## Tasks to carry out
1. In the forum exchange about the farmersonly.com dating site, who is named as the site's founder?
2. Resume the forum exchange about the farmersonly.com dating site from the point at which it stops.

## Selected excerpt
============

ORIGINAL: Cute-N-Sassy

quote:

ORIGINAL: okrox

Oh! Oh! OH!!!!.......

Somebody, please try farmersonly.com.

Look at what their site says:

ONLINE DATING & FRIENDSHIP FINDER
for down to earth country singles
Farmers, Ranchers, Ag Students & all of Agriculture
Horse, Livestock Owners & all Animal Lovers
Cowboys, Cowgirls, Rodeo Fans and Country Wannabes

"You don't have to be a farmer, but you do have to
have good old-fashioned down to earth values."
- Jerry Miller, Founder


If I have to get back online (which...I'm kinda hoping....maybe...I won't...remember, God told me to just Sit Still?) but if I do, I'm going to try it.

How about you, besiderself? Wouldn't you like an evening on a John Deere with a nice farming man? Or what about you, fearnoevil...couldn't you see yourself feeding the chickens with some sweet farm girl?

Somebody's gotta try this and let us know!


Ok, you got me. I'll try this out even though I'm not a farmer. But wouldn't it be cool if someone would join me?

============

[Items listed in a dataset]

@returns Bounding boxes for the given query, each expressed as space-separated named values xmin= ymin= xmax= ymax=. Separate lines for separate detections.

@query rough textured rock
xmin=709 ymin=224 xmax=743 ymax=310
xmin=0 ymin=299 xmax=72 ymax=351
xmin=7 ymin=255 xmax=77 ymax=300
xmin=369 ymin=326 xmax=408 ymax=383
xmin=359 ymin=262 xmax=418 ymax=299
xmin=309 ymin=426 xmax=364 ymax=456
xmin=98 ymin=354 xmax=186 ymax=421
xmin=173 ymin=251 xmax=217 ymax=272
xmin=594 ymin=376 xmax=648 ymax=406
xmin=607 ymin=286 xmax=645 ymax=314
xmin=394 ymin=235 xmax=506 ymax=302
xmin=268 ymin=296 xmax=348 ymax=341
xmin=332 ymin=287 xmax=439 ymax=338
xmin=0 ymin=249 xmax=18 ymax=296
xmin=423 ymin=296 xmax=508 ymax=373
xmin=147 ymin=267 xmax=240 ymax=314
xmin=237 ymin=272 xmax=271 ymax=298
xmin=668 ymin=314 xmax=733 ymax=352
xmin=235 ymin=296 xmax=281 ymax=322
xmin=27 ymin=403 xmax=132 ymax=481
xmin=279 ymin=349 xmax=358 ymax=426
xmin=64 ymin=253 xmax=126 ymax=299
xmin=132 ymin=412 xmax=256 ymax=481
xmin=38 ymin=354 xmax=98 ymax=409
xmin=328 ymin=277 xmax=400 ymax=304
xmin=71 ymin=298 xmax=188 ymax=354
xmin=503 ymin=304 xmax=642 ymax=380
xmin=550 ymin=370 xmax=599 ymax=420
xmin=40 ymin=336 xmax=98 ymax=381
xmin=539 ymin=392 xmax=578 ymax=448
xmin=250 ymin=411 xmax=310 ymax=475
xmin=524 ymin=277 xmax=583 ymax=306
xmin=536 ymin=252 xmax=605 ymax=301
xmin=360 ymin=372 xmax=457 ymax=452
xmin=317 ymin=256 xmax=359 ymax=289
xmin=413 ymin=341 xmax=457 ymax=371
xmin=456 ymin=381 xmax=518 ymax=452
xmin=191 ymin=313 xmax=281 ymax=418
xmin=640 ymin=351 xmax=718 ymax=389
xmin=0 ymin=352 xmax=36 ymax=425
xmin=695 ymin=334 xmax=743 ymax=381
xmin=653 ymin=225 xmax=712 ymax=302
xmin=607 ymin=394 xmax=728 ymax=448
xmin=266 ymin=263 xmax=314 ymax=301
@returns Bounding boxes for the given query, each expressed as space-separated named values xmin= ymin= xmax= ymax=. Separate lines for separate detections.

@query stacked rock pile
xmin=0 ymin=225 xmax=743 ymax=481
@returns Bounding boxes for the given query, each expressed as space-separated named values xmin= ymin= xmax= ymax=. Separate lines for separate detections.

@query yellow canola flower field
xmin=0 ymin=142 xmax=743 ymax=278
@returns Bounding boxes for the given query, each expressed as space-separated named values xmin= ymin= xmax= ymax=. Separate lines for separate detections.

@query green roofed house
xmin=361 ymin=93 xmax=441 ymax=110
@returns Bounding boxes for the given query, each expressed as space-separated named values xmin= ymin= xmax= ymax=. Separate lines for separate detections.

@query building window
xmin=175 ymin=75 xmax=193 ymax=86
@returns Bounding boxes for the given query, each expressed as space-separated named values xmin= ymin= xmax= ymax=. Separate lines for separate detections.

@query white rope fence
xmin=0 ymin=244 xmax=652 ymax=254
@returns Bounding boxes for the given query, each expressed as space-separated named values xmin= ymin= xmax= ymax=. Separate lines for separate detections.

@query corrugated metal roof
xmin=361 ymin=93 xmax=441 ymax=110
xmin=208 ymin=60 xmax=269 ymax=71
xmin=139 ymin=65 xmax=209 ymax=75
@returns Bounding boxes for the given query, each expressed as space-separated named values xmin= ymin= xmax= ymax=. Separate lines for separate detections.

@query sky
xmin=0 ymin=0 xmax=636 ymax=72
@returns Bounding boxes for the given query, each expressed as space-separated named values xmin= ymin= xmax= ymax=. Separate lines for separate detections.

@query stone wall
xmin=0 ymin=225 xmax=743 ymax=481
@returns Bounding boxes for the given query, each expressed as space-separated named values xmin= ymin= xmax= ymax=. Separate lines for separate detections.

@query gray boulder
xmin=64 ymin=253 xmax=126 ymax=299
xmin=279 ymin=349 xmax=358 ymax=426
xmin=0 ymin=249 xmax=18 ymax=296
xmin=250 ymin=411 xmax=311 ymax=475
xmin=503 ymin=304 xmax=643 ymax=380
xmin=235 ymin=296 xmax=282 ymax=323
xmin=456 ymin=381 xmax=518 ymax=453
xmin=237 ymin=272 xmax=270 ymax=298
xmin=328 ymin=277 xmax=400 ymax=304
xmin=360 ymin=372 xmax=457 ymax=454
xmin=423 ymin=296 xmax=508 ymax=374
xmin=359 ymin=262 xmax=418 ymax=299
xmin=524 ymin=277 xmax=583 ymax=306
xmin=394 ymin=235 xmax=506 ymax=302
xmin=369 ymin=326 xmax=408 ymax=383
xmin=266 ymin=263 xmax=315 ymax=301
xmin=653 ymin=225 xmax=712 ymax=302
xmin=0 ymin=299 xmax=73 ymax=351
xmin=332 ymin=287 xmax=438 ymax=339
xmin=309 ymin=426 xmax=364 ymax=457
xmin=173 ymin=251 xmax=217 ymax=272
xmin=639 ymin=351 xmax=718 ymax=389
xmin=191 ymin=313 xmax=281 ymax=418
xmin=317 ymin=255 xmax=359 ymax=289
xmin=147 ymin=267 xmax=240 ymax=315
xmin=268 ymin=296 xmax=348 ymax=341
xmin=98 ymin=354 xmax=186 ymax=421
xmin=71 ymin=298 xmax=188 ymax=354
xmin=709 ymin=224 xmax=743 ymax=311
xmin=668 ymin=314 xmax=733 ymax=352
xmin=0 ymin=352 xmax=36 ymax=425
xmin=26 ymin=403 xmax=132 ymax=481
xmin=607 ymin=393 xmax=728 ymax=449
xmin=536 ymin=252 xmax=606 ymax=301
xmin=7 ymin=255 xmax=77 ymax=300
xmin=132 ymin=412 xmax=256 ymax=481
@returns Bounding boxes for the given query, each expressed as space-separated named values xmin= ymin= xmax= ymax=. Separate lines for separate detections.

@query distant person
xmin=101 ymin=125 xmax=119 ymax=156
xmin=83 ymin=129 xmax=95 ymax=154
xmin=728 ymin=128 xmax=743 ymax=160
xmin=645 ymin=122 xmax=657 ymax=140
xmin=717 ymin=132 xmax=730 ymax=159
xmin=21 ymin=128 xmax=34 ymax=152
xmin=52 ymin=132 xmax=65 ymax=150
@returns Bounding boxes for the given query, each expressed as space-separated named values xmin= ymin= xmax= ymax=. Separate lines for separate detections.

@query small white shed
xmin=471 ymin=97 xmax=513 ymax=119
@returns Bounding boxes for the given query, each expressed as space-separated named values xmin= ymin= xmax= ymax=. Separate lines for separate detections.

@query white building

============

## Expected responses
1. Jerry Miller

2.
ETA: While I'm doing laundry, I thought I'd check this site out. It's not that bad... they're not all farmers. The profiles are short & succinct and they tell you how good of a match you are to the others' ideals. It does include a section for "religion" but in my opinion, this is pretty weak. It's not a Christian site but there are probably Christians here. Just be careful. You get a 3-day free trial when you sign up.

You can send mail, send a flirt, add them to your friends list, or tip off another user about that person.

My search included a radius of 250 miles and included a certain age range of individuals with pictures; it returned only 72 matches. When I included all ages, it went up to 304, so it's a small site. The payments are very reasonable... one year costs only $45.


have you tried the farmer site, yet, michelle? i just read about it....i'd try it! i was a farm gal...and i do love me a cowboy!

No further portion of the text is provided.